■ Exercise description: Each line from the one containing "mark: the innermost point of each instance of the water" through the end of the entries below should be transcribed exactly, and no other line.
^^^^^^^^
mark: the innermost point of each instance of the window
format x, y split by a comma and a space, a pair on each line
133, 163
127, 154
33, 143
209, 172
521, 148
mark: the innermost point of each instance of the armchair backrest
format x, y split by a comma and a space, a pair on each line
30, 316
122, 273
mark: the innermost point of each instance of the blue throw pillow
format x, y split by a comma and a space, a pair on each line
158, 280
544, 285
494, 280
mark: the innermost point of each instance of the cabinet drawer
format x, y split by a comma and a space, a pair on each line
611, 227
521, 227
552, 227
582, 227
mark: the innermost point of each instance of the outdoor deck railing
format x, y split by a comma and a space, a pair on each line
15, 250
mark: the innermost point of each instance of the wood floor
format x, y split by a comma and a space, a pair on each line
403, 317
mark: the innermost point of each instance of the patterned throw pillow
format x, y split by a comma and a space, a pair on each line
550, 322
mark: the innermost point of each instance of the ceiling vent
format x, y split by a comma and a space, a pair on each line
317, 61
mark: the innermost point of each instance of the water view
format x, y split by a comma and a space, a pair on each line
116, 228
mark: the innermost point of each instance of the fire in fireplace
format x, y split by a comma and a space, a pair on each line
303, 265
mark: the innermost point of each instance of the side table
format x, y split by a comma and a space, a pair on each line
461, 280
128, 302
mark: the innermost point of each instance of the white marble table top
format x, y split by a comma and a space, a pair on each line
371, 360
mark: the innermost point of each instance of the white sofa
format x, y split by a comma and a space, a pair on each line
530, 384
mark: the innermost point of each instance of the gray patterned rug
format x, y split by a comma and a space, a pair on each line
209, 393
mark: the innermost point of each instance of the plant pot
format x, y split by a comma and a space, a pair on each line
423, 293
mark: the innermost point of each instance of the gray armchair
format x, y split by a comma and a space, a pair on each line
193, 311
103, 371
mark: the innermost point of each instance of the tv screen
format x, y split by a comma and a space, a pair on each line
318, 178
^^^^^^^^
■ Solution to this exercise:
mark: the innermost point of each instance of the water view
format x, y split by a comma and a space, a pair on each line
116, 228
mark: the innermost point of each instance of the fire in fireplace
format x, y split by a comma and a space, a pair on each line
303, 265
mark: the innermost point of each instance of the side table
format x, y split by a comma and a space, a pair on each line
461, 280
128, 302
mark: the innermost point of each instance of the white marble table top
format x, y split by a comma and a space, a pair on each line
371, 360
mark: the innermost point of each instance of the white sofa
format x, y split by a comma and a space, a pair on each line
530, 384
mark: the innermost point of each instance of the gray patterned rug
format x, y split by a comma and a space, a pair on each line
209, 393
mark: the innermost point of each instance of the plant pot
format x, y split by a comma and a space, a pair on each line
423, 293
mark: the innermost point of each instance of the gray armchair
format x, y split by a comma and a space, a pair on each line
193, 311
103, 371
mark: the innermost point of each instance of the tv screen
format x, y split by a comma and a space, a pair on each line
318, 178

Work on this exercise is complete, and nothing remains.